[SELECTED TEXT]:
**********
By Dr Kebir Hassen
On November 24, Ethiopia, one of the first countries to launch A Promise Renewed,welcomed global development partners to Addis Ababa to launch the Lancet Every Newborn Action Plan (ENAP). Present at the event were representatives from Ethiopian civil society, UNICEF, Save the Children International, the Bill and Melinda Gates Foundation, and other key partners.
Mother and Father check the condition of their baby. ©UNICEF Ethiopia/2005/Getachew
With 84,000 newborn deaths every year, Ethiopia ranks in the top ten for neonatal mortality. But despite this worrying statistic, Ethiopia has also been ranked fifth in the world as having the greatest potential to save maternal, perinatal and neonatal lives by 2025 by authors of the Lancet Every Newborn Series.
The country has achieved impressive progress on overall child survival, cutting under-five mortality by 67 per cent since 1990 and meeting its Millennium Development Goal 4 target three years ahead of deadline.
**********
[PROVIDED DATA]:
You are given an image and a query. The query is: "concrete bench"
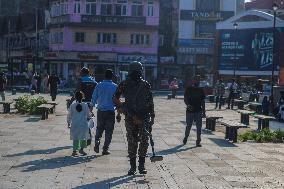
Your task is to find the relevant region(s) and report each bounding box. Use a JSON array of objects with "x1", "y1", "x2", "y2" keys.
[
  {"x1": 234, "y1": 99, "x2": 247, "y2": 110},
  {"x1": 44, "y1": 102, "x2": 58, "y2": 114},
  {"x1": 205, "y1": 115, "x2": 223, "y2": 131},
  {"x1": 37, "y1": 104, "x2": 53, "y2": 120},
  {"x1": 253, "y1": 114, "x2": 276, "y2": 130},
  {"x1": 0, "y1": 101, "x2": 13, "y2": 114},
  {"x1": 249, "y1": 102, "x2": 262, "y2": 114},
  {"x1": 207, "y1": 95, "x2": 215, "y2": 102},
  {"x1": 237, "y1": 110, "x2": 255, "y2": 125},
  {"x1": 219, "y1": 120, "x2": 247, "y2": 143}
]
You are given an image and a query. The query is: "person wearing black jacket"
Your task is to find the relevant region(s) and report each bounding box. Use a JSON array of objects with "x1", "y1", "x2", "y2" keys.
[
  {"x1": 48, "y1": 73, "x2": 60, "y2": 101},
  {"x1": 183, "y1": 76, "x2": 205, "y2": 147}
]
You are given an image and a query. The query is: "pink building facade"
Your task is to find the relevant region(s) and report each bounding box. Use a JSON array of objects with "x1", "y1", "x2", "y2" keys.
[{"x1": 47, "y1": 0, "x2": 159, "y2": 83}]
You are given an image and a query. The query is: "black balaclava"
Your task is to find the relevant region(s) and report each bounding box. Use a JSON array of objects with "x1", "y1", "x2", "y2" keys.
[{"x1": 129, "y1": 71, "x2": 142, "y2": 81}]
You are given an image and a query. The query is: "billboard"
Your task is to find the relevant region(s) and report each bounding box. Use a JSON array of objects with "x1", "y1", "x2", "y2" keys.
[{"x1": 219, "y1": 28, "x2": 282, "y2": 71}]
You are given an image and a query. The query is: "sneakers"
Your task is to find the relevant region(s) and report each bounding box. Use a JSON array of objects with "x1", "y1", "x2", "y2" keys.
[
  {"x1": 71, "y1": 151, "x2": 78, "y2": 156},
  {"x1": 94, "y1": 144, "x2": 100, "y2": 153},
  {"x1": 196, "y1": 143, "x2": 202, "y2": 147},
  {"x1": 128, "y1": 158, "x2": 136, "y2": 175},
  {"x1": 182, "y1": 137, "x2": 187, "y2": 145},
  {"x1": 102, "y1": 150, "x2": 110, "y2": 156},
  {"x1": 79, "y1": 148, "x2": 87, "y2": 156},
  {"x1": 138, "y1": 157, "x2": 147, "y2": 175}
]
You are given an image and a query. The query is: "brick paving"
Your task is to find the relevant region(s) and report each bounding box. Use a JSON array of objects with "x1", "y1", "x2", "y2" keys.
[{"x1": 0, "y1": 96, "x2": 284, "y2": 189}]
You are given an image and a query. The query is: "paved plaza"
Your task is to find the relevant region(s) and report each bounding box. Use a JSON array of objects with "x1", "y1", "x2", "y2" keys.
[{"x1": 0, "y1": 95, "x2": 284, "y2": 189}]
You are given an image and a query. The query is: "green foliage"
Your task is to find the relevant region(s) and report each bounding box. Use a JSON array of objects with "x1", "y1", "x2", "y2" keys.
[
  {"x1": 238, "y1": 129, "x2": 284, "y2": 143},
  {"x1": 15, "y1": 95, "x2": 47, "y2": 114}
]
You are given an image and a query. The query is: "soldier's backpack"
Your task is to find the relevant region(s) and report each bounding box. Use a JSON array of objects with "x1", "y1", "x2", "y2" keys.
[{"x1": 79, "y1": 79, "x2": 97, "y2": 102}]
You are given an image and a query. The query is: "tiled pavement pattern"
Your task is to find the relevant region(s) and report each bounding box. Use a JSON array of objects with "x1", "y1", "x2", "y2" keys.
[{"x1": 0, "y1": 96, "x2": 284, "y2": 189}]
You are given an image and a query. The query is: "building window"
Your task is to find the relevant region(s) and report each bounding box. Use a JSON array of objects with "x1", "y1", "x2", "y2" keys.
[
  {"x1": 196, "y1": 0, "x2": 220, "y2": 11},
  {"x1": 131, "y1": 0, "x2": 143, "y2": 16},
  {"x1": 115, "y1": 0, "x2": 127, "y2": 16},
  {"x1": 130, "y1": 34, "x2": 150, "y2": 45},
  {"x1": 51, "y1": 2, "x2": 60, "y2": 17},
  {"x1": 60, "y1": 0, "x2": 68, "y2": 15},
  {"x1": 147, "y1": 0, "x2": 154, "y2": 16},
  {"x1": 159, "y1": 35, "x2": 165, "y2": 47},
  {"x1": 86, "y1": 0, "x2": 97, "y2": 15},
  {"x1": 101, "y1": 0, "x2": 112, "y2": 16},
  {"x1": 97, "y1": 33, "x2": 116, "y2": 44},
  {"x1": 49, "y1": 32, "x2": 63, "y2": 44},
  {"x1": 195, "y1": 21, "x2": 216, "y2": 38},
  {"x1": 75, "y1": 32, "x2": 86, "y2": 43},
  {"x1": 74, "y1": 0, "x2": 81, "y2": 14}
]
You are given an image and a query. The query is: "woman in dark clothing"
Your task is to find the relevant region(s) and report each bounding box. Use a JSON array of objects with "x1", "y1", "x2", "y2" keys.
[{"x1": 262, "y1": 96, "x2": 270, "y2": 116}]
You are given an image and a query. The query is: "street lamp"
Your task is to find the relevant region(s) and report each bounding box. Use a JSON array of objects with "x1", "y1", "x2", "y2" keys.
[
  {"x1": 233, "y1": 22, "x2": 239, "y2": 78},
  {"x1": 271, "y1": 3, "x2": 279, "y2": 102}
]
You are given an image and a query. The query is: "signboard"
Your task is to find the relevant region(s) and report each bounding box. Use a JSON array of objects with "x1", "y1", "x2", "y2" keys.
[
  {"x1": 117, "y1": 55, "x2": 158, "y2": 64},
  {"x1": 178, "y1": 39, "x2": 214, "y2": 48},
  {"x1": 178, "y1": 47, "x2": 213, "y2": 54},
  {"x1": 49, "y1": 15, "x2": 70, "y2": 24},
  {"x1": 81, "y1": 15, "x2": 146, "y2": 27},
  {"x1": 219, "y1": 28, "x2": 282, "y2": 71},
  {"x1": 160, "y1": 56, "x2": 175, "y2": 64},
  {"x1": 78, "y1": 53, "x2": 117, "y2": 62},
  {"x1": 180, "y1": 10, "x2": 234, "y2": 21}
]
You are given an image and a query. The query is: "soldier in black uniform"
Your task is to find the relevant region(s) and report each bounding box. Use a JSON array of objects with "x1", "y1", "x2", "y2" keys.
[
  {"x1": 113, "y1": 62, "x2": 155, "y2": 175},
  {"x1": 77, "y1": 67, "x2": 97, "y2": 103}
]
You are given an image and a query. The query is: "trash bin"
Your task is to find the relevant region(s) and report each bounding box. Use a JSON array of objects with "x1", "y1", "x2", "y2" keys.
[{"x1": 12, "y1": 89, "x2": 17, "y2": 95}]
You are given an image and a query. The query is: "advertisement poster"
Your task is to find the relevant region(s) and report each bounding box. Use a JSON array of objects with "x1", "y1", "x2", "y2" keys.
[{"x1": 219, "y1": 28, "x2": 282, "y2": 71}]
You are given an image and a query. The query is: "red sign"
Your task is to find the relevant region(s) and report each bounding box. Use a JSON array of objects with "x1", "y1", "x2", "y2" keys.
[{"x1": 78, "y1": 53, "x2": 99, "y2": 60}]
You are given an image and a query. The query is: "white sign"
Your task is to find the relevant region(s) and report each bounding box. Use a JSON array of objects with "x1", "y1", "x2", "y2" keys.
[{"x1": 117, "y1": 55, "x2": 158, "y2": 64}]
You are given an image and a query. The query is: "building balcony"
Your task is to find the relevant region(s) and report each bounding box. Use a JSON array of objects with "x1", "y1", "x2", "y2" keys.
[{"x1": 49, "y1": 14, "x2": 159, "y2": 29}]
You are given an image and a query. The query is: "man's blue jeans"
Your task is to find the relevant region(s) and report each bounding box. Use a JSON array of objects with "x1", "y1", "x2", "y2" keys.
**********
[TRY IT]: Extract the full article on Ethiopia's launch of the Every Newborn Action Plan word for word. The entries have nothing to do with the article on newborn survival in Ethiopia.

[PROBLEM SOLUTION]:
By Dr Kebir Hassen
On November 24, Ethiopia, one of the first countries to launch A Promise Renewed,welcomed global development partners to Addis Ababa to launch the Lancet Every Newborn Action Plan (ENAP). Present at the event were representatives from Ethiopian civil society, UNICEF, Save the Children International, the Bill and Melinda Gates Foundation, and other key partners.
Mother and Father check the condition of their baby. ©UNICEF Ethiopia/2005/Getachew
With 84,000 newborn deaths every year, Ethiopia ranks in the top ten for neonatal mortality. But despite this worrying statistic, Ethiopia has also been ranked fifth in the world as having the greatest potential to save maternal, perinatal and neonatal lives by 2025 by authors of the Lancet Every Newborn Series.
The country has achieved impressive progress on overall child survival, cutting under-five mortality by 67 per cent since 1990 and meeting its Millennium Development Goal 4 target three years ahead of deadline.